▶ _Exercise details_: Search the data for "canopy". Each line containing it is to be copied.
── Data shown ──
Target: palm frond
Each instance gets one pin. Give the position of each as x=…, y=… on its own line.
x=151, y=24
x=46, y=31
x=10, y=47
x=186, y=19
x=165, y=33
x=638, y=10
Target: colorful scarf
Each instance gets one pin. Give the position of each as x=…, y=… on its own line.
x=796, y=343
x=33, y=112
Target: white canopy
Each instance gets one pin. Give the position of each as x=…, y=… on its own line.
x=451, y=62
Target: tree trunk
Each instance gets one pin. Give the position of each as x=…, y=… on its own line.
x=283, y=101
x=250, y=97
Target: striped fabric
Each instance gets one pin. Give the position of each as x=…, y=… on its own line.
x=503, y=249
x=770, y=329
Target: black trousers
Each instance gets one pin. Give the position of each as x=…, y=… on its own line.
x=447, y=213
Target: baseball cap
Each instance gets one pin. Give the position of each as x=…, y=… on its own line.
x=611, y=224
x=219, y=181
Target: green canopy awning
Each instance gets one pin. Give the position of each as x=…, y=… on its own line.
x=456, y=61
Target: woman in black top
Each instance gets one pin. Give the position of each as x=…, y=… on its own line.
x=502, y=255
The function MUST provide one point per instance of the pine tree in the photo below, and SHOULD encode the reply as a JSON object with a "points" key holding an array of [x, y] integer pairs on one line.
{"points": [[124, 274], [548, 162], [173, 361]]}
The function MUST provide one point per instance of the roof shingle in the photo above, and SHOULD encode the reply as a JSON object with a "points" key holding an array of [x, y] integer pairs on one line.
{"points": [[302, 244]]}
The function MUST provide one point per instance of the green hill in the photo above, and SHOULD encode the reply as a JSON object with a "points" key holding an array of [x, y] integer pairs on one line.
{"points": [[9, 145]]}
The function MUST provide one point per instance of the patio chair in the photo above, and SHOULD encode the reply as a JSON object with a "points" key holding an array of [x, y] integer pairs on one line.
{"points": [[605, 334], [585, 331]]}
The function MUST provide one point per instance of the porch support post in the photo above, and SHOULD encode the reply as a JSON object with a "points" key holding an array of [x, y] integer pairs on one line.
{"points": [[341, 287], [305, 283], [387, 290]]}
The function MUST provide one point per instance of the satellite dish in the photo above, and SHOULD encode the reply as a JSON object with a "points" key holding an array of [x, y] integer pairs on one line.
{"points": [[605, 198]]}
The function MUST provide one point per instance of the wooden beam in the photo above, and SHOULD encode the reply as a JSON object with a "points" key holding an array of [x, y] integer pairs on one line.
───
▶ _The completed task_:
Target: white canopy
Target: green canopy awning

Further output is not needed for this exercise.